Task material ::

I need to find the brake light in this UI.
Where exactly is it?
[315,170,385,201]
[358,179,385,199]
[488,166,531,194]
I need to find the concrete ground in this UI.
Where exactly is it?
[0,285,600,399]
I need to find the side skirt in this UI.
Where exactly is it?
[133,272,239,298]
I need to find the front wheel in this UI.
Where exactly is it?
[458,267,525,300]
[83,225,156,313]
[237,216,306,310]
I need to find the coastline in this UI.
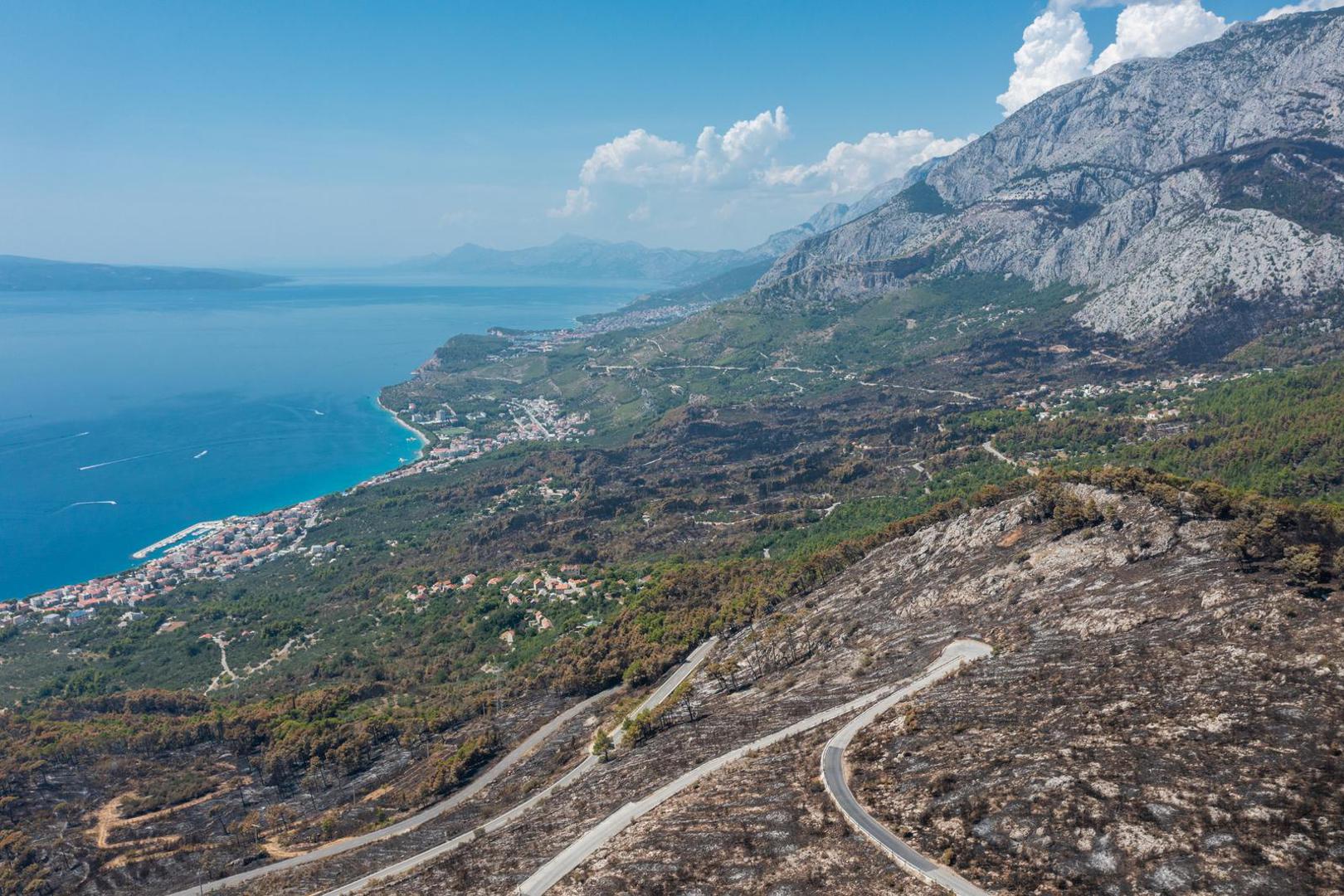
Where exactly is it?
[0,291,655,610]
[376,392,434,462]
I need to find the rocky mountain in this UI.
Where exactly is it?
[0,256,286,291]
[757,11,1344,353]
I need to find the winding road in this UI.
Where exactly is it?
[163,688,620,896]
[518,640,991,896]
[319,636,719,896]
[821,640,992,896]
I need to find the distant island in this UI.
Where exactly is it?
[0,256,289,293]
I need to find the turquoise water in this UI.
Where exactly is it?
[0,280,641,599]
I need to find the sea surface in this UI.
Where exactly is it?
[0,278,646,601]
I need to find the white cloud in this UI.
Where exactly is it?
[569,106,789,194]
[997,0,1091,114]
[762,128,975,193]
[547,106,975,232]
[1257,0,1344,22]
[570,128,685,192]
[1091,0,1227,72]
[999,0,1236,115]
[546,187,592,217]
[691,106,789,184]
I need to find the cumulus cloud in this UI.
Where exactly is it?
[999,0,1230,114]
[572,106,789,192]
[762,128,975,193]
[997,0,1093,114]
[547,106,975,227]
[1091,0,1227,72]
[546,187,592,217]
[1258,0,1344,22]
[691,106,789,184]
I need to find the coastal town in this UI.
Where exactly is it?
[0,395,592,627]
[0,499,321,626]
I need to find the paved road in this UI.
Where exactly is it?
[163,688,620,896]
[324,636,719,896]
[821,640,991,896]
[518,640,989,896]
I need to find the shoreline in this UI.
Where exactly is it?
[373,392,434,462]
[9,294,655,608]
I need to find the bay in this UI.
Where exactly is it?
[0,278,646,599]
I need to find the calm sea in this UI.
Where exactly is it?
[0,280,642,599]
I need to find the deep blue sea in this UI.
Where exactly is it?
[0,280,642,601]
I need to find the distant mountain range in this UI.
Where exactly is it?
[392,160,938,286]
[757,9,1344,354]
[0,256,288,291]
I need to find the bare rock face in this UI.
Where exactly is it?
[757,11,1344,354]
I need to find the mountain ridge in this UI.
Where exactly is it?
[0,256,289,291]
[755,9,1344,354]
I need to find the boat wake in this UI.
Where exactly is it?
[56,501,117,514]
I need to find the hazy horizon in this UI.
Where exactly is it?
[0,0,1312,270]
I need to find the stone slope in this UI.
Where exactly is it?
[757,11,1344,354]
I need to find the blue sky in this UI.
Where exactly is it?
[0,0,1318,267]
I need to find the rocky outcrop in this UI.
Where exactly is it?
[757,11,1344,338]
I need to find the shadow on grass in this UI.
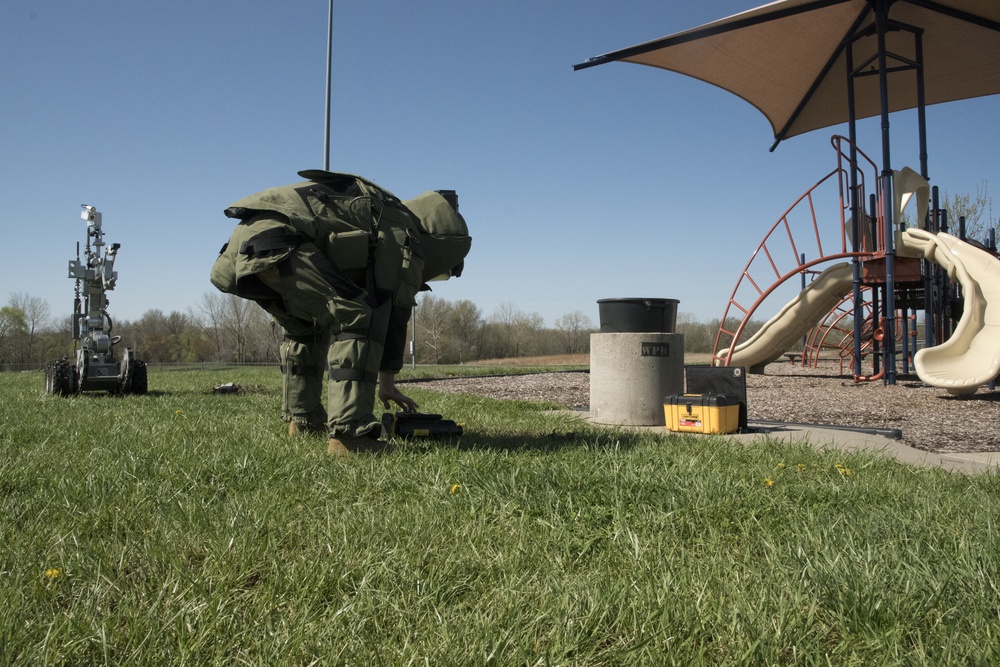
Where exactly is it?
[422,431,648,454]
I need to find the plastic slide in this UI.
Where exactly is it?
[729,262,854,369]
[896,228,1000,394]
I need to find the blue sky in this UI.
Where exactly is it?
[0,0,1000,325]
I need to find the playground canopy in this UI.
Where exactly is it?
[574,0,1000,149]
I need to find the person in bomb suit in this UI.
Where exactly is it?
[211,170,472,455]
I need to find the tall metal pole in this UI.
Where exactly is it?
[323,0,333,171]
[875,0,896,385]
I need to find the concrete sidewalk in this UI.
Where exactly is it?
[573,411,1000,474]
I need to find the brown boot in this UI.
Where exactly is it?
[288,420,326,438]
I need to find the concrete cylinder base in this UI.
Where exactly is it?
[590,333,684,426]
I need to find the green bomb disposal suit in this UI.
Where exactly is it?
[211,170,472,437]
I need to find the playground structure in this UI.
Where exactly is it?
[45,205,148,396]
[713,136,1000,394]
[574,0,1000,393]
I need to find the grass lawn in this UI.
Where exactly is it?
[0,369,1000,666]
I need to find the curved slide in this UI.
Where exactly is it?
[896,228,1000,394]
[729,228,1000,394]
[729,262,854,369]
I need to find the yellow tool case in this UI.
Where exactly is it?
[663,394,740,433]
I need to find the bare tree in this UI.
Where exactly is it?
[10,292,52,363]
[556,310,594,354]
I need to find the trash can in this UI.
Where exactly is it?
[597,298,680,333]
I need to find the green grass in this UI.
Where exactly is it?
[0,369,1000,666]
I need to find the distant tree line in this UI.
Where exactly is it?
[0,293,756,370]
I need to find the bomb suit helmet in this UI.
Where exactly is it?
[403,190,472,282]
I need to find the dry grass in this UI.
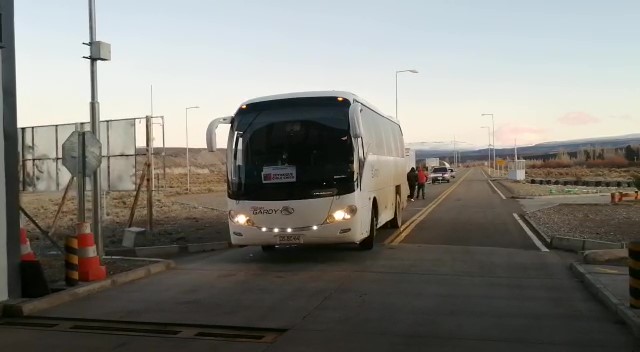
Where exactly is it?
[21,173,228,247]
[527,166,640,181]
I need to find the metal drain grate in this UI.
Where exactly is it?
[0,317,286,343]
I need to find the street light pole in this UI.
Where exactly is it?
[83,0,111,257]
[184,106,200,192]
[482,114,496,171]
[396,70,418,120]
[480,126,491,171]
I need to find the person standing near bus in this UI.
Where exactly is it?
[407,167,418,202]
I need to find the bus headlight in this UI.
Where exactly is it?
[327,205,358,224]
[229,210,254,226]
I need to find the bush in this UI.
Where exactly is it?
[542,160,572,169]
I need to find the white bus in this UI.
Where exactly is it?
[207,91,409,251]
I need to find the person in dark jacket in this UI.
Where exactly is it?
[416,167,429,199]
[407,167,418,202]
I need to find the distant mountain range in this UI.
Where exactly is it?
[412,133,640,161]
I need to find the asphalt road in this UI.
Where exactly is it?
[0,169,634,352]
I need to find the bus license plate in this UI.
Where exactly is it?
[278,235,302,244]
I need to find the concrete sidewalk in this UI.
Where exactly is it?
[571,263,640,337]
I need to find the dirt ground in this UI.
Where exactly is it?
[498,180,635,197]
[526,167,640,181]
[39,256,160,288]
[529,202,640,242]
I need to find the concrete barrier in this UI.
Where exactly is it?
[551,236,584,252]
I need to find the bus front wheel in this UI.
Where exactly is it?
[389,196,402,229]
[358,208,378,250]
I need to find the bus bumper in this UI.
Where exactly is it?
[229,218,366,246]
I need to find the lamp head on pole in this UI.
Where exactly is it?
[396,69,418,74]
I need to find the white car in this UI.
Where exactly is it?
[430,166,451,184]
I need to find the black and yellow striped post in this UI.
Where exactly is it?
[628,241,640,309]
[64,236,78,286]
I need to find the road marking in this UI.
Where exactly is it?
[384,171,471,244]
[488,180,507,199]
[513,213,549,252]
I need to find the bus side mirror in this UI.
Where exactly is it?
[205,116,233,152]
[349,103,362,138]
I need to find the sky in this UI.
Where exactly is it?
[15,0,640,148]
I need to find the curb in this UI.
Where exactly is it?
[522,214,551,247]
[522,214,627,252]
[0,258,176,317]
[105,242,231,258]
[570,263,640,337]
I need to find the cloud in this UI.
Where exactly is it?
[609,115,635,121]
[558,111,600,126]
[496,124,548,147]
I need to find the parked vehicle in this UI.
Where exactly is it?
[206,91,415,251]
[430,166,451,184]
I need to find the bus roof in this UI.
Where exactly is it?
[242,90,398,123]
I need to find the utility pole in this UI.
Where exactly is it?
[84,0,111,257]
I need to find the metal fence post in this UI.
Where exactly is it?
[628,240,640,309]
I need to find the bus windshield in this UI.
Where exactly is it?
[227,97,355,201]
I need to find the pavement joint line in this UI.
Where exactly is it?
[513,213,549,252]
[385,171,471,245]
[487,179,507,199]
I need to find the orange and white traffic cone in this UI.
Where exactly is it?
[76,222,107,281]
[20,227,37,262]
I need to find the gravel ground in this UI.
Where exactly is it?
[38,250,156,287]
[498,180,635,197]
[22,186,229,248]
[529,202,640,242]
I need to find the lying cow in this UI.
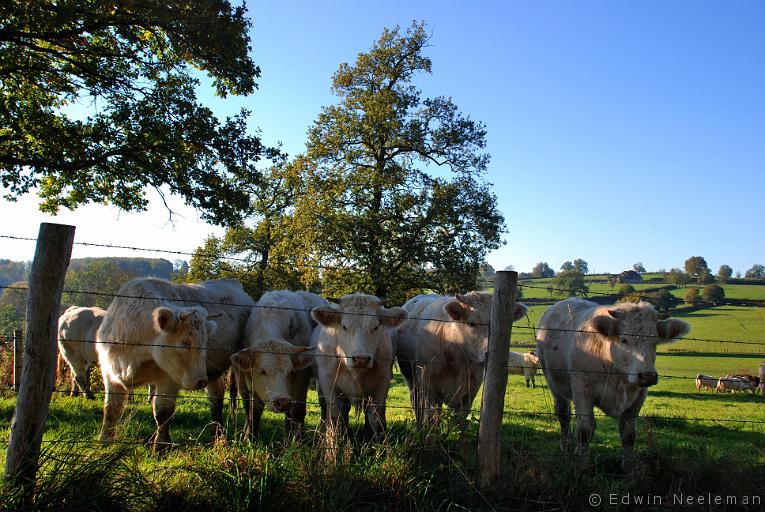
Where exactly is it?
[717,375,754,393]
[396,292,527,427]
[58,306,106,400]
[231,290,328,437]
[96,278,255,451]
[311,293,409,446]
[537,298,690,469]
[507,352,539,388]
[696,373,717,391]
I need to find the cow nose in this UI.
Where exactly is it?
[273,397,290,412]
[351,356,372,368]
[638,372,659,388]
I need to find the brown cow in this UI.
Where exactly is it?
[537,298,690,469]
[96,278,255,451]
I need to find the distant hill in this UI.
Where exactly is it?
[69,258,173,279]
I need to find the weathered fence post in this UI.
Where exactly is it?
[478,271,518,487]
[13,329,24,393]
[5,223,75,501]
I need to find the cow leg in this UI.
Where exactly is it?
[364,386,390,443]
[619,390,648,471]
[284,370,311,436]
[206,376,226,442]
[152,379,179,455]
[100,375,127,442]
[553,395,571,451]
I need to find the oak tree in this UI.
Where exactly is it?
[0,0,262,223]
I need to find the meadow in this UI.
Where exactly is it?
[0,298,765,510]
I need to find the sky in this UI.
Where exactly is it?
[0,0,765,273]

Task :: Render the listing as a Markdown table with the columns Row and Line, one numbered row per line, from the first line up to and including the line with "[757,11,1344,353]". Skip blank lines and leave out the pictures.

Task response ::
| Row | Line |
|---|---|
| 1 | I need to find the brake light in this UI. |
| 2 | Where exactly is it? |
| 3 | [315,170,385,201] |
| 4 | [358,179,385,199] |
| 5 | [488,166,531,194] |
| 6 | I need to find the concrete ground in this UI. |
| 7 | Where exactly is it? |
| 8 | [0,285,600,399] |
| 9 | I need to find the side skirt in this UI. |
| 10 | Where exactly is it? |
| 11 | [133,272,239,298] |
| 12 | I need to find the front wheel in this UI. |
| 13 | Where exactly is it? |
| 14 | [458,267,525,300] |
| 15 | [83,225,156,313] |
| 16 | [237,216,306,310] |
| 17 | I need to find the coastline in this UI. |
| 18 | Where exactly is it? |
| 19 | [0,291,655,610] |
| 20 | [376,392,434,462] |
| 21 | I need to find the rocky mountain in this UI. |
| 22 | Where exactly is it? |
| 23 | [0,256,286,291] |
| 24 | [757,11,1344,353] |